§ **Given passage**

— START —

*********
Gutenberg
*********


Overview
========

This package contains a variety of scripts to make working with the `Project
Gutenberg <http://www.gutenberg.org>`_ body of public domain texts easier.

The functionality provided by this package includes:

* Downloading texts using the Project Gutenberg API.
* Cleaning up the texts: removing headers and footers.
* Making meta-data about the texts easily accessible through a database.


Installation
============

First of all, you should probably install the dependencies for the package and
verify your install.

* The recommended way of doing this is using the project's makefile. The
  command ``make virtualenv`` will install all the required dependencies for
  the package in a local directory called ``virtualenv``.
* You might want to run the tests to see if everything installed correctly:
  ``make test``.
* Now run ``source virtualenv/bin/activate`` and you're good to go.

Another setup task you might want to run is ``make docs`` to automatically
generate some API documentation for the project. After running the command, you
can enjoy your documentation by pointing your browser at
``docs/_build/html/index.html``.

— END —

Region annotation records

— START —

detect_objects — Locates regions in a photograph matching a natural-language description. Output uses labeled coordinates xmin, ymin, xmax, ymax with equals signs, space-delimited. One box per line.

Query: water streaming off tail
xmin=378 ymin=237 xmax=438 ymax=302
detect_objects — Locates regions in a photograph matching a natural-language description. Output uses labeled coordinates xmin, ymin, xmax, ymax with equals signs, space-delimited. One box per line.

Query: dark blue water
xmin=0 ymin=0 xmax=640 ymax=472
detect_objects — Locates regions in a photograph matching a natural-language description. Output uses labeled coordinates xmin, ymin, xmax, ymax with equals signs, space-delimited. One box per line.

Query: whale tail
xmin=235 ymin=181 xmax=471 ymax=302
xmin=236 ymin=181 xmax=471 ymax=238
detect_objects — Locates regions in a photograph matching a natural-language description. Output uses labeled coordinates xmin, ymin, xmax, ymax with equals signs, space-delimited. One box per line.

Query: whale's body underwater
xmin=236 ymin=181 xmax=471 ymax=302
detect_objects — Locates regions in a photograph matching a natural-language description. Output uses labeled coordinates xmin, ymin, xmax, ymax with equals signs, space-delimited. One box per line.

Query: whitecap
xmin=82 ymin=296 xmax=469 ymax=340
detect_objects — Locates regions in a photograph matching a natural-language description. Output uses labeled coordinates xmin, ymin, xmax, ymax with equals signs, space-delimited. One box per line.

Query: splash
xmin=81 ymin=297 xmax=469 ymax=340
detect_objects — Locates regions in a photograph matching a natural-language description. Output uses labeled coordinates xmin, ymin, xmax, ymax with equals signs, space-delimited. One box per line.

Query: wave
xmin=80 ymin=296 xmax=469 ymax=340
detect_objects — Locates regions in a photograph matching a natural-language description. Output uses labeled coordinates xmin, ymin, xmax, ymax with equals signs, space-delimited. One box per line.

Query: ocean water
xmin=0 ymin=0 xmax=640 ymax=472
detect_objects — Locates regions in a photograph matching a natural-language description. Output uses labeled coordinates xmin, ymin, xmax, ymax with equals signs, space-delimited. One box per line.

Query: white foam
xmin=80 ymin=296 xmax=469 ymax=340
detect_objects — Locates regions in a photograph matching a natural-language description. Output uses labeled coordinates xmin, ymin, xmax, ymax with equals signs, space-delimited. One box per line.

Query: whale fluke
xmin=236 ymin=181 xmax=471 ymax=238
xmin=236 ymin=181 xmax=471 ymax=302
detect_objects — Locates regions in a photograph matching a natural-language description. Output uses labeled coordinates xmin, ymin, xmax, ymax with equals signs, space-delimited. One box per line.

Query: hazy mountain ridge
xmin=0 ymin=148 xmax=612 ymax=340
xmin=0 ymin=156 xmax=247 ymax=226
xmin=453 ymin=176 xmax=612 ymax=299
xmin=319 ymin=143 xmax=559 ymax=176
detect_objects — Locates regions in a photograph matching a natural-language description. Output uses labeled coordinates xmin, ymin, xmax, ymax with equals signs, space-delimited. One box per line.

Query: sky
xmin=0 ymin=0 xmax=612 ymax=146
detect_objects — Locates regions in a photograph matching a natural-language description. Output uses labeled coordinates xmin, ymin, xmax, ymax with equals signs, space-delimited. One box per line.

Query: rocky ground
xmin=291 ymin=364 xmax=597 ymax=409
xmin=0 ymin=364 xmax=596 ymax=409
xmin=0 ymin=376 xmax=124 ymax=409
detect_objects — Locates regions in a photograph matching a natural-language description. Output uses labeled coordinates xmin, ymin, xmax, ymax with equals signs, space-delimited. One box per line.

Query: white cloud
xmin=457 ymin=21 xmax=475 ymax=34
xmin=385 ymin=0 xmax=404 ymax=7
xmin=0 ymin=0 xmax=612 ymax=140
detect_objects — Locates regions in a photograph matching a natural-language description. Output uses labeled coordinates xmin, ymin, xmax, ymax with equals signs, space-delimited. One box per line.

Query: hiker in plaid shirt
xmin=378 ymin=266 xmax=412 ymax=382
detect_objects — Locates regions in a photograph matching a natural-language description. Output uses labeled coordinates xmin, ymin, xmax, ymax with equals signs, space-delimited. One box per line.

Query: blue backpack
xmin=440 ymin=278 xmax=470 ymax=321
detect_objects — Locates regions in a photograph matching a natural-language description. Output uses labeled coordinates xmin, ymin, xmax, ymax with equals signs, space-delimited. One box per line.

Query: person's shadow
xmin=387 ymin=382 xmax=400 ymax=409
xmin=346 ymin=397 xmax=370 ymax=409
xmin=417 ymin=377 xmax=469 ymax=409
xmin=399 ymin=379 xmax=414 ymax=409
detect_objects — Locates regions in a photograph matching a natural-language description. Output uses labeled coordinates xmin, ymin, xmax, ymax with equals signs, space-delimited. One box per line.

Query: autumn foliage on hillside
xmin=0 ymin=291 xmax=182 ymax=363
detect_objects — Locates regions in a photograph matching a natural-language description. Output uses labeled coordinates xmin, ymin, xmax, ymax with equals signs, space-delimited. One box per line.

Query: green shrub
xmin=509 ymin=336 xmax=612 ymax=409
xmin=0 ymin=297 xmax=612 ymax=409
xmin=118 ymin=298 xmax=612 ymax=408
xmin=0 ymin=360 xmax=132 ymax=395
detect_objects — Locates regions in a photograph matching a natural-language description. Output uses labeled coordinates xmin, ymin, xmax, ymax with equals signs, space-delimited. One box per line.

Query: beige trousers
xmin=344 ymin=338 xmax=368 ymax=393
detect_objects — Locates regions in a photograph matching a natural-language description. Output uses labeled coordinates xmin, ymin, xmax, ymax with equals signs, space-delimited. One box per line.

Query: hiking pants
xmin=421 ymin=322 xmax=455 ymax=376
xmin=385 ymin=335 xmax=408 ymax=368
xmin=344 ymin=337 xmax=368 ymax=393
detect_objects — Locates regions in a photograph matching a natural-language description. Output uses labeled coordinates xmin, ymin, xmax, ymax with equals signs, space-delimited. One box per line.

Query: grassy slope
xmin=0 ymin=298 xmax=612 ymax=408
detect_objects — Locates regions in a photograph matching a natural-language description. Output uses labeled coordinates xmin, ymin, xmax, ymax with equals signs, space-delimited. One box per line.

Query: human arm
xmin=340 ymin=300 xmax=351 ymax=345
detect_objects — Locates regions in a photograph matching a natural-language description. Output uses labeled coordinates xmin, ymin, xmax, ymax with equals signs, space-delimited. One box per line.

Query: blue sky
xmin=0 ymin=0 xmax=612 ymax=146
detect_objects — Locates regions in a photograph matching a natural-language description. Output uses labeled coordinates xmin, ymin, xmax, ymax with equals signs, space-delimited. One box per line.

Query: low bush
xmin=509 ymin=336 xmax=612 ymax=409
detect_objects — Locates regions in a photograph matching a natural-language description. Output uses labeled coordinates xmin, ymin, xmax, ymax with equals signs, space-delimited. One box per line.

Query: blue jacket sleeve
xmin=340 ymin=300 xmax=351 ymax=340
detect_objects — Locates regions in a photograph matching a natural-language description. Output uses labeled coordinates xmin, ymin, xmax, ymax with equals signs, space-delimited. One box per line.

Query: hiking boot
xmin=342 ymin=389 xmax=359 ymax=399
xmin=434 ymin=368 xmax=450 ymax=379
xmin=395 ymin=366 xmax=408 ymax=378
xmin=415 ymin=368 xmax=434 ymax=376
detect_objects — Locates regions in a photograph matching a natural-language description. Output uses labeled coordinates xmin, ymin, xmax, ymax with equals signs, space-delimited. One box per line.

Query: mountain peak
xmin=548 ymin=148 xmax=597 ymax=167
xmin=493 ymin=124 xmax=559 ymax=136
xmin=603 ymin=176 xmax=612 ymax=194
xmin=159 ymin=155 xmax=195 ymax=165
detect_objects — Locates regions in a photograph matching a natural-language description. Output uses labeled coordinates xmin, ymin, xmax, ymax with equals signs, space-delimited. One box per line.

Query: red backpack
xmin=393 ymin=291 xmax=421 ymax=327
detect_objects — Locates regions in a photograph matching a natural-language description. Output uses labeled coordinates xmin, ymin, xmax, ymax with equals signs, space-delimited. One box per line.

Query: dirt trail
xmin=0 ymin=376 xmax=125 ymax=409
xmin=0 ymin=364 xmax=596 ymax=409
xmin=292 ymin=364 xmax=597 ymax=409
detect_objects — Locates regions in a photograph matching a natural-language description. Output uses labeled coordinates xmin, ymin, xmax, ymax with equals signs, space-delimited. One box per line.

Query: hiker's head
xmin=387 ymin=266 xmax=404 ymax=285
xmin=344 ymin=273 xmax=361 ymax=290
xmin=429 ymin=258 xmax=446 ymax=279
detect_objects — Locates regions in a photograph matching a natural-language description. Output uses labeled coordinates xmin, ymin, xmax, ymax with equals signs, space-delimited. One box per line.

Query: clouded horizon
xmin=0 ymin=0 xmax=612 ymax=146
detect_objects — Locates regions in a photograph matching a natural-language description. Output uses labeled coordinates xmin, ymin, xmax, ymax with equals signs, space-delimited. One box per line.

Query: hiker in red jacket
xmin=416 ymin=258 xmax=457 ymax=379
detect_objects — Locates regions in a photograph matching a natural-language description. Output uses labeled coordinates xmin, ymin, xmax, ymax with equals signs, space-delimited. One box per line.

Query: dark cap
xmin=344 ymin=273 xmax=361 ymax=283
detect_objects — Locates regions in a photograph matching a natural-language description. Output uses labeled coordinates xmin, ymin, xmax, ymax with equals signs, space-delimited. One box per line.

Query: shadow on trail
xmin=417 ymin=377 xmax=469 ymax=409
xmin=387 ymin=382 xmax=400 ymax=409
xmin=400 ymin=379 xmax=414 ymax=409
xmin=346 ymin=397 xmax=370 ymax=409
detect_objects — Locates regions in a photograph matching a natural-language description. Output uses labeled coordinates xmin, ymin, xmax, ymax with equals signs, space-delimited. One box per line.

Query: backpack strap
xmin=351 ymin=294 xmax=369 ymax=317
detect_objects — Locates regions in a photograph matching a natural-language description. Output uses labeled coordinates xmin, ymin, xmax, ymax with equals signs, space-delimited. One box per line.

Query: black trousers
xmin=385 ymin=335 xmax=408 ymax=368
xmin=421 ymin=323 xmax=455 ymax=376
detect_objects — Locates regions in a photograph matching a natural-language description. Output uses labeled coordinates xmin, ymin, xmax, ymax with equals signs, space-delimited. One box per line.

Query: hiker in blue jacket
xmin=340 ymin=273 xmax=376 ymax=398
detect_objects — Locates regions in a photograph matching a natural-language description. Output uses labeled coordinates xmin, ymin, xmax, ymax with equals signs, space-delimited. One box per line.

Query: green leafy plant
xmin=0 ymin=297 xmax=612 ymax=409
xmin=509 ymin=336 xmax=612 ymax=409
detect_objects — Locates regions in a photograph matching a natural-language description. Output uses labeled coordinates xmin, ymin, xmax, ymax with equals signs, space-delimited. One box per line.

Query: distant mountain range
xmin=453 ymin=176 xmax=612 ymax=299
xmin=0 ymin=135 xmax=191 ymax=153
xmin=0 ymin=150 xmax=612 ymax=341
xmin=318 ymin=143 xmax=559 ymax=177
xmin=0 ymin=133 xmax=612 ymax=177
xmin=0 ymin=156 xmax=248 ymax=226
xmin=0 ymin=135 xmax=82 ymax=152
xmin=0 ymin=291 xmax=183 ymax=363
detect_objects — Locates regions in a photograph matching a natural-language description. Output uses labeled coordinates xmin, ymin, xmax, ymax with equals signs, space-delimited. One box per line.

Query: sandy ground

— END —

§ **Written exercise**
Reproduce the Gutenberg package text between "This package contains" and "domain texts easier.", inclusive, updating it so that "scripts" becomes "utilities". Rely solely on the Gutenberg package text when responding.

§ **Finished answer**
This package contains a variety of utilities to make working with the `Project
Gutenberg <http://www.gutenberg.org>`_ body of public domain texts easier.